> Required tasks:
- 1) Name every school and university that the biography of Lord Elphinstone says he attended.
- 2) From the biography of Lord Elphinstone, extract word for word the part that opens with the words containing "He is a great-great-grandson" and closes with "University of London.".

> Text provided:
*-*-*
Alexander Mountstuart Elphinstone, 19th Lord Elphinstone, 5th Baron Elphinstone (born 15 April 1980), is a Scottish peer in both the Peerage of Scotland and the Peerage of the United Kingdom.

== Early life and family ==
Lord Elphinstone is the son of James Elphinstone, 18th Lord Elphinstone, and Willa Mary Gabrielle Chetwode. His mother is the daughter of Major George Chetwode and Lady Willa Elliot-Murray-Kynynmound, daughter of Victor Elliot-Murray-Kynynmound, 5th Earl of Minto.

He is a great-great-grandson of the 14th Earl of Strathmore and Kinghorne and a great-grandnephew of Queen Elizabeth The Queen Mother. Lord Elphinstone's paternal grandfather, Rev. Hon. Andrew Elphinstone, was a first cousin of Elizabeth II through his mother, the former Lady Mary Bowes-Lyon, who was an elder sister of Queen Elizabeth The Queen Mother.

He was educated at Belhaven Hill School, Eton College, Newcastle University (BSc), and the SOAS University of London.
*-*-*
> Collected material:
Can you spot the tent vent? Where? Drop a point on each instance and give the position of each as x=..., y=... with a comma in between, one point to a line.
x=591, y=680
*-*-*
> Expected answers:
- 1)
Belhaven Hill School
Eton College
Newcastle University
SOAS University of London

- 2)
He is a great-great-grandson of the 14th Earl of Strathmore and Kinghorne and a great-grandnephew of Queen Elizabeth The Queen Mother. Lord Elphinstone's paternal grandfather, Rev. Hon. Andrew Elphinstone, was a first cousin of Elizabeth II through his mother, the former Lady Mary Bowes-Lyon, who was an elder sister of Queen Elizabeth The Queen Mother.

He was educated at Belhaven Hill School, Eton College, Newcastle University (BSc), and the SOAS University of London.